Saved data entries
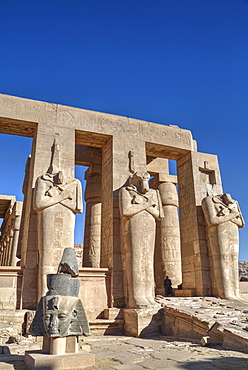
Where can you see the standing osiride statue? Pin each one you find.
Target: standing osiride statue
(56, 199)
(223, 217)
(140, 207)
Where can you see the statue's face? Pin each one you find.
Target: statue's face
(58, 314)
(141, 179)
(227, 198)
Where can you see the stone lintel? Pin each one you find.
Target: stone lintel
(184, 293)
(164, 177)
(39, 360)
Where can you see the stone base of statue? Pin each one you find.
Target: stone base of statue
(57, 354)
(143, 321)
(44, 361)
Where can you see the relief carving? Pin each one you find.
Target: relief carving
(140, 207)
(223, 217)
(56, 199)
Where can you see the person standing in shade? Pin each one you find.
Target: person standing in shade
(168, 286)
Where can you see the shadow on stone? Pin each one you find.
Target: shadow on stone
(155, 327)
(220, 363)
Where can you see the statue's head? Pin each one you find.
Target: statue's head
(227, 199)
(59, 313)
(140, 180)
(59, 316)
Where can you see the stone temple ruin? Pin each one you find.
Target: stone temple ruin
(133, 237)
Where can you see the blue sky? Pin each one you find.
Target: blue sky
(180, 62)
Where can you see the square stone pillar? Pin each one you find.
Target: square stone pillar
(115, 173)
(198, 175)
(39, 164)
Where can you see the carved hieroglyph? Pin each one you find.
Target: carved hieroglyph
(223, 218)
(170, 233)
(56, 200)
(140, 207)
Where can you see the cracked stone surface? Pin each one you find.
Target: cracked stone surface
(161, 353)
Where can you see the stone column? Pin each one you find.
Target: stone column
(92, 236)
(170, 233)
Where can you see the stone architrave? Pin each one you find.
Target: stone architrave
(170, 233)
(140, 207)
(223, 217)
(57, 200)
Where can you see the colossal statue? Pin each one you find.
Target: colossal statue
(140, 207)
(60, 312)
(56, 199)
(223, 217)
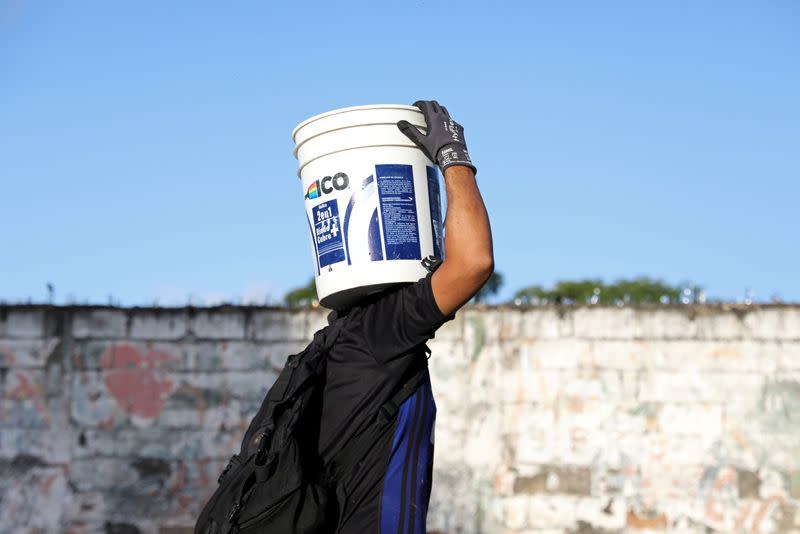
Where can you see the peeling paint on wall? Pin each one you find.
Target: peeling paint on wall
(572, 420)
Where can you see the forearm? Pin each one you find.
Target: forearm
(468, 236)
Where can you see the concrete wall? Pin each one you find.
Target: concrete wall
(571, 420)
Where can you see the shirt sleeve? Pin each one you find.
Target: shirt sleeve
(401, 320)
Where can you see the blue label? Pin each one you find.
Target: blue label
(328, 233)
(398, 211)
(436, 210)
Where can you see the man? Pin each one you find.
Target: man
(382, 344)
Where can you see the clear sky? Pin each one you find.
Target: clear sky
(146, 152)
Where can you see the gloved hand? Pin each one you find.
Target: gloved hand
(444, 143)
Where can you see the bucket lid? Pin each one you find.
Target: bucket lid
(349, 109)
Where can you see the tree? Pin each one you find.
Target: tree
(490, 288)
(302, 296)
(640, 290)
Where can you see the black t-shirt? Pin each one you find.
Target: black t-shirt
(380, 346)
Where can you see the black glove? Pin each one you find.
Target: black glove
(444, 143)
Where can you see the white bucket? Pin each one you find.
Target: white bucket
(372, 200)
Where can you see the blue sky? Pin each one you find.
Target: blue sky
(146, 153)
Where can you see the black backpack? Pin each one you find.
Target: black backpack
(276, 483)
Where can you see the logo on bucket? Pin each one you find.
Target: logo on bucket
(338, 181)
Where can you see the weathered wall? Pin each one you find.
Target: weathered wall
(549, 420)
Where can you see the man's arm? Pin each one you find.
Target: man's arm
(469, 260)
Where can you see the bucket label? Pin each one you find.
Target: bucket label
(328, 234)
(398, 211)
(436, 210)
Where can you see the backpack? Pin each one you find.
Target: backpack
(276, 482)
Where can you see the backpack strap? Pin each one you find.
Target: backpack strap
(324, 339)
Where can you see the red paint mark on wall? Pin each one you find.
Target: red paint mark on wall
(7, 357)
(132, 377)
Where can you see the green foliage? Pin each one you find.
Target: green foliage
(490, 288)
(302, 296)
(641, 290)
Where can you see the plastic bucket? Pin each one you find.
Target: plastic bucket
(372, 201)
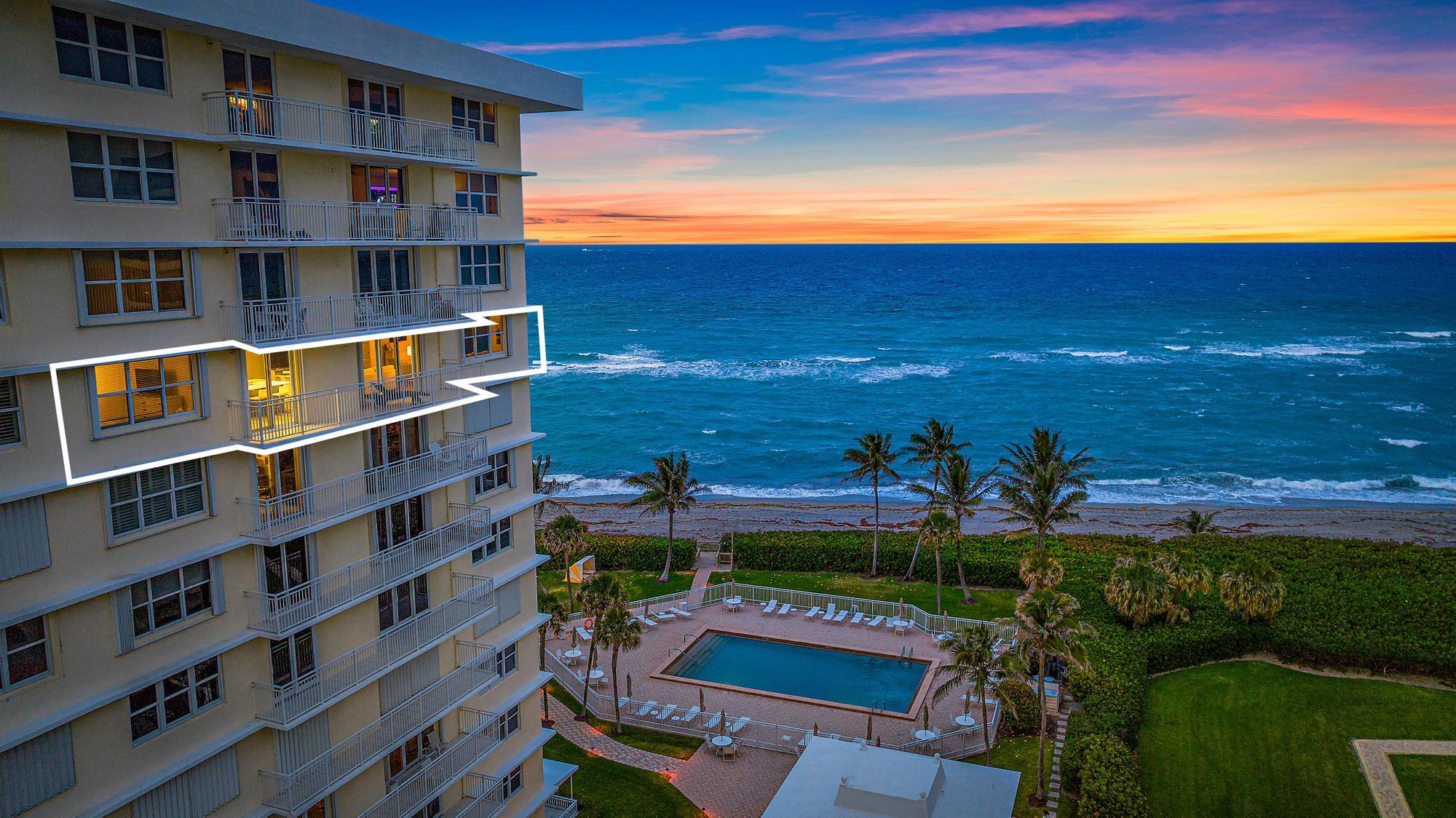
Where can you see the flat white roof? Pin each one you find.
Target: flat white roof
(371, 47)
(836, 778)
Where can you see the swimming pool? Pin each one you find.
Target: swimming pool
(806, 672)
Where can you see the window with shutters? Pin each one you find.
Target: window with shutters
(90, 47)
(500, 541)
(171, 597)
(133, 285)
(130, 394)
(158, 707)
(497, 474)
(25, 656)
(11, 429)
(158, 497)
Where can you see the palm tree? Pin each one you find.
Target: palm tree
(873, 459)
(975, 666)
(1253, 590)
(1184, 579)
(962, 497)
(938, 529)
(1138, 590)
(599, 595)
(933, 448)
(1199, 523)
(566, 538)
(1042, 485)
(1048, 625)
(668, 488)
(545, 485)
(621, 631)
(1040, 570)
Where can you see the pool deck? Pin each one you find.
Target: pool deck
(665, 643)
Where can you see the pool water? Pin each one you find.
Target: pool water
(828, 675)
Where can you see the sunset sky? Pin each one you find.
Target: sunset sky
(1091, 122)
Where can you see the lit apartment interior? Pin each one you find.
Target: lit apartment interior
(258, 557)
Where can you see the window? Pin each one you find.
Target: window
(152, 389)
(133, 283)
(100, 49)
(506, 662)
(480, 117)
(497, 474)
(157, 497)
(11, 411)
(292, 657)
(416, 747)
(480, 341)
(159, 707)
(171, 597)
(483, 266)
(24, 653)
(509, 723)
(122, 170)
(480, 193)
(500, 541)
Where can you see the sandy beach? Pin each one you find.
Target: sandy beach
(1431, 526)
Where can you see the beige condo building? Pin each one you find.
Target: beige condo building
(258, 554)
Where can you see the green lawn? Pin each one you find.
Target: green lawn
(1429, 784)
(991, 603)
(1251, 739)
(643, 739)
(1021, 755)
(617, 791)
(640, 584)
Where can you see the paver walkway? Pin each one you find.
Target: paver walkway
(723, 790)
(1375, 762)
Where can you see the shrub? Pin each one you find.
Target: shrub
(1110, 781)
(628, 552)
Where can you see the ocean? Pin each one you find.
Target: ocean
(1250, 375)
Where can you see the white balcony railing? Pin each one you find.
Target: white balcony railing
(286, 516)
(292, 793)
(480, 734)
(251, 219)
(292, 704)
(277, 615)
(267, 117)
(308, 413)
(349, 314)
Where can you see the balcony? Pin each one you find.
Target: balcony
(295, 416)
(480, 734)
(279, 615)
(349, 314)
(302, 222)
(298, 791)
(324, 504)
(260, 117)
(285, 707)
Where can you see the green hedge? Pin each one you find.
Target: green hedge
(628, 552)
(1110, 784)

## About this task
Only the text of the entries above, transcribed exactly, should be given; leave out pictures.

## Exercise response
Where can you see the standing osiride statue? Pin each one you find.
Target: standing osiride statue
(56, 199)
(223, 217)
(140, 207)
Where can you see the statue's face? Pin each one you find.
Target: statue's face
(58, 314)
(141, 179)
(227, 198)
Where can you see the stone lintel? Pin each one you find.
Target: stone lintel
(184, 293)
(164, 177)
(39, 360)
Where can you see the stone base of statue? Pin each one you find.
Target: stone base of statue
(57, 354)
(143, 321)
(44, 361)
Where can you see the relief carving? Pin each one you find.
Target: relief carving
(140, 207)
(223, 217)
(56, 199)
Where can you see the person standing in shade? Pin each one you find.
Target: person standing in shade
(168, 286)
Where can you see the shadow on stone? Pin each one you find.
Target: shadow on stone
(155, 327)
(220, 363)
Where can you see the statue's head? Pin each one you find.
Target: statue's head
(227, 199)
(59, 313)
(140, 180)
(59, 316)
Where can you see the stone temple ruin? Pin each one you find.
Target: stone temple ruin
(133, 237)
Where can you see the blue sky? Pin each one you find.
Target: blue sky
(180, 62)
Where can you see the square stone pillar? Pin each one you find.
Target: square stone pillar
(115, 173)
(198, 175)
(39, 164)
Where can you see the carved hieroglyph? Pin each one you find.
Target: carved hieroglyph
(223, 218)
(170, 233)
(56, 200)
(140, 207)
Where can you see the cracked stone surface? Pin each one you find.
Target: cracked stone surface
(161, 353)
Where can you see the stone column? Pin each one you find.
Target: stone column
(92, 236)
(170, 233)
Where can you see the stone architrave? Pin each one you find.
Target: stone architrave
(170, 233)
(140, 207)
(223, 217)
(57, 200)
Where can you see the colossal statue? Pin each one you find.
Target: colossal statue
(140, 207)
(60, 312)
(56, 199)
(223, 217)
Where can you see the peeling paint on wall? Pin each one you find.
Target: peeling paint on wall
(572, 420)
Where can you see the forearm? Pin each one you find.
Target: forearm
(468, 236)
Where can you see the concrete wall? Pin each one you find.
Target: concrete wall
(571, 420)
Where can you see the shirt sleeve? Pin each one you find.
Target: shirt sleeve
(401, 320)
Where can you see the blue label? Pin each one you find.
Target: blue label
(328, 233)
(398, 211)
(436, 210)
Where can you see the man? Pin each one you find.
Target: man
(382, 344)
Where can you see the clear sky? Pin each one you find.
Target: clear sky
(146, 152)
Where can you see the gloved hand? Pin each one you find.
Target: gloved hand
(444, 143)
Where can you see the bucket lid? Pin each one you find.
Target: bucket lid
(349, 109)
Where can you see the tree? Pin each one you find.
Target: tree
(490, 288)
(302, 296)
(640, 290)
Where can you see the black t-shirt? Pin each one you find.
Target: black t-shirt
(380, 346)
Where can you see the black glove? Pin each one you find.
Target: black glove
(444, 143)
Where can you see the white bucket? Pin each one you find.
Target: white bucket
(372, 200)
Where can you see the blue sky? Pin each one you find.
Target: blue sky
(146, 153)
Where can you see the black backpack? Pin each one you find.
Target: black backpack
(276, 483)
Where can you see the logo on bucket? Pin each one you find.
Target: logo on bucket
(338, 181)
Where can you see the weathered wall? Pin each one you find.
Target: weathered wall
(549, 420)
Where can you see the man's arm? Pin each one you find.
Target: man's arm
(469, 260)
Where can you see the bucket label? Pin each one you find.
Target: bucket label
(328, 234)
(398, 211)
(436, 210)
Where can you see the backpack? Pin each one you find.
Target: backpack
(276, 482)
Where can you see the backpack strap? Pin each one you find.
Target: backpack strap
(324, 339)
Where can you see the red paint mark on wall? Pin each one you find.
Target: red paint mark on wall
(7, 357)
(132, 377)
Where can you see the green foliage? Pin each one you find.
Target: green foliage
(490, 288)
(302, 296)
(641, 290)
Where can you see the plastic bucket? Pin each one you find.
Target: plastic bucket
(372, 201)
Where can you see the flat white roof? Pin each one you find.
Target: flat white roof
(371, 47)
(836, 778)
Where can you see the swimming pool? Pin each one you find.
Target: swimming pool
(806, 672)
Where can you see the window with shutters? Pin each one you find.
Target: window with shutters
(90, 47)
(500, 541)
(171, 597)
(133, 285)
(130, 394)
(158, 707)
(497, 474)
(25, 656)
(11, 429)
(158, 497)
Where can you see the palm tree? Pin each one you find.
Target: palm tree
(873, 459)
(975, 666)
(1253, 590)
(1184, 579)
(962, 497)
(938, 529)
(1138, 590)
(599, 595)
(933, 448)
(1199, 523)
(566, 538)
(1042, 485)
(1048, 625)
(668, 488)
(545, 485)
(621, 631)
(1040, 570)
Where can you see the pool deck? Pin each one you find.
Target: pool deck
(665, 643)
Where can you see the pool water? Pin each one you find.
Target: pool water
(828, 675)
Where can you see the sunset sky? Pin each one you find.
Target: sunset sky
(1091, 122)
Where can you see the lit apartment interior? Pin each one you find.
Target: lit apartment interior
(258, 557)
Where can you see the window? Pin each one you find.
Target: window
(152, 389)
(133, 283)
(100, 49)
(506, 662)
(480, 117)
(497, 474)
(157, 497)
(11, 411)
(292, 657)
(416, 747)
(480, 341)
(159, 707)
(171, 597)
(483, 266)
(24, 653)
(509, 723)
(122, 170)
(480, 193)
(500, 541)
Where can you see the sandy beach? Pin each one you find.
Target: sandy beach
(1431, 526)
Where can you see the beige condo building? Pin each one you find.
Target: beige condo building
(258, 554)
Where can you see the green lawn? Pin each one you find.
Target: green lawn
(1429, 784)
(991, 603)
(1251, 739)
(643, 739)
(1021, 755)
(617, 791)
(640, 584)
Where can you see the paver walkway? Pin each one you find.
Target: paver walkway
(723, 790)
(1375, 762)
Where can you see the shrub? Pin each one you find.
Target: shrub
(1110, 781)
(628, 552)
Where can you see the ocean? Pin each one you find.
Target: ocean
(1250, 375)
Where can you see the white balcony railing? Pin each one you find.
Target: white balcony railing
(286, 516)
(292, 793)
(480, 734)
(251, 219)
(292, 704)
(277, 615)
(267, 117)
(308, 413)
(349, 314)
Where can you see the balcony? Pin each one you find.
Target: balcony
(295, 416)
(480, 734)
(279, 615)
(349, 314)
(302, 222)
(298, 791)
(324, 504)
(260, 117)
(285, 707)
Where can you see the green hedge? Pin each one you find.
Target: green hedge
(628, 552)
(1110, 784)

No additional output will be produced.